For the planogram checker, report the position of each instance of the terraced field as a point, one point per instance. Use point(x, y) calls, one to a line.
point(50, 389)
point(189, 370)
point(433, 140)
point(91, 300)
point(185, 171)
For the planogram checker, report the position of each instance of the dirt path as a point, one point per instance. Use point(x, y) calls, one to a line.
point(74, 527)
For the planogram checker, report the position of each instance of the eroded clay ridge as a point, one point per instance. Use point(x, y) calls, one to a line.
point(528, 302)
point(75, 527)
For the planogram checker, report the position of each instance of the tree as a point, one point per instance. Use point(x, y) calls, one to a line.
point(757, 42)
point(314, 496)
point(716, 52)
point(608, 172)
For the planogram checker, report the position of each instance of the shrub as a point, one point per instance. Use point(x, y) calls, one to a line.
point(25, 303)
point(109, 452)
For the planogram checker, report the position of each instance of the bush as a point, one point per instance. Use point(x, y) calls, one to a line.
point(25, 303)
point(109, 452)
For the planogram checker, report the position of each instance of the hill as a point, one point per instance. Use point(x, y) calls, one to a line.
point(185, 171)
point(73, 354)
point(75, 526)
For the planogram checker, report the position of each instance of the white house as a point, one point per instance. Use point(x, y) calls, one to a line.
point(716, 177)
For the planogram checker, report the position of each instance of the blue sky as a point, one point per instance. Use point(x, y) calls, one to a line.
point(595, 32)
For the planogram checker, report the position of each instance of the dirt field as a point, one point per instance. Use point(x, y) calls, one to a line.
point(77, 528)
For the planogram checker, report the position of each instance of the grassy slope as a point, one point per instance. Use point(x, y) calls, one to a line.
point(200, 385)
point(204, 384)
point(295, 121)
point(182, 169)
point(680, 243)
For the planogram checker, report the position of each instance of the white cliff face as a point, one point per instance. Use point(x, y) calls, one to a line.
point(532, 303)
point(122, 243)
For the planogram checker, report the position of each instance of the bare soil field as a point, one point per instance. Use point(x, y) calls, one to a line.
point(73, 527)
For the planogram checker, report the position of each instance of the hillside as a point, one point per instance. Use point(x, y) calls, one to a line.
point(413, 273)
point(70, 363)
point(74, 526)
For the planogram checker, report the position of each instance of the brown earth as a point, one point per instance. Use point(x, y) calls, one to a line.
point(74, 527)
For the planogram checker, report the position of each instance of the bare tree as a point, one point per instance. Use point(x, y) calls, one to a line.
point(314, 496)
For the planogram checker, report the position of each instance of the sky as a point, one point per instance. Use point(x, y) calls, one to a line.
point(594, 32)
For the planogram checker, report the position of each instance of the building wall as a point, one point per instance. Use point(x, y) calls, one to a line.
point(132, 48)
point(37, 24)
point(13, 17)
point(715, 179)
■ ■ ■ ■ ■ ■ ■
> [OBJECTIVE]:
Copy every row above word for word, changing nothing and leaving none out.

> [RESULT OF THE TASK]:
For the planogram checker, report the position of each instance of the terraced field as a point, one point per instance. Use point(x, y) calls, one to a line.
point(50, 389)
point(189, 370)
point(433, 140)
point(91, 300)
point(185, 171)
For the planogram checker, report the position of each instance of the dirt path as a point, one point per instance. Use point(x, y) calls, one to a line.
point(74, 527)
For the planogram checker, report the position of each instance of the eroded clay ridge as a point, one point per instance. Use point(x, y) calls, one to a line.
point(528, 302)
point(75, 527)
For the planogram checker, report the position of each instance of the tree as a point, one point per instance. Use point(x, y) calls, one to a line.
point(757, 42)
point(314, 496)
point(716, 52)
point(608, 172)
For the planogram checker, report the position of each instance of the shrub as a point, one point per instance. Use point(x, y) calls, one to a line.
point(25, 303)
point(109, 452)
For the planogram checker, report the position of each instance of the bush as a point, one point per instance. Use point(x, y) calls, one to a line.
point(25, 303)
point(109, 452)
For the planogram checker, report the position of each instance of the hill as a point, one point per instance. Use point(x, y) calls, one to a line.
point(185, 171)
point(73, 354)
point(75, 526)
For the planogram checker, report the position of each instance of the white house as a point, one point per instance. Use point(x, y) calls, one to a line.
point(716, 177)
For the planogram checker, report the position of each instance of the blue sky as a point, one point per instance. Use point(x, y) calls, one to a line.
point(595, 32)
For the planogram checker, report the position of each instance of the dirt field as a point, one point per instance. Use point(x, y) calls, one to a line.
point(77, 528)
For the planogram checker, report the position of each instance of the grassy slope as a point, one point per instance. Use point(x, y) calls, one to a line.
point(200, 385)
point(204, 384)
point(295, 121)
point(182, 169)
point(680, 243)
For the planogram checker, report the position of each instance of the white cliff face as a point, one point per instance. Use point(x, y) calls, one to a line.
point(532, 303)
point(122, 243)
For the planogram checker, report the position of each instance of the bare soil field as a point, one point per instance. Use point(x, y) calls, one to a line.
point(73, 527)
For the planogram checker, report the position of each instance of the hillside as a point, one point per instance. Use point(x, y) calls, one to a line.
point(413, 273)
point(70, 363)
point(74, 526)
For the planogram checker, report the position of each instance of the brown earth as a point, one point per instance. Use point(x, y) calls, one to a line.
point(74, 527)
For the planogram checker, report the position of each instance of the bare tree as a point, one point per instance. Use point(x, y) calls, one to a line.
point(314, 496)
For the planogram checker, report the position of each instance of the sky as a point, one point per instance. Use point(x, y) calls, one to a line.
point(594, 32)
For the planogram checker, report the position of each instance of the building wall as a point, one point per instance. Use point(x, y) calls, one to a line.
point(132, 48)
point(37, 24)
point(13, 17)
point(715, 179)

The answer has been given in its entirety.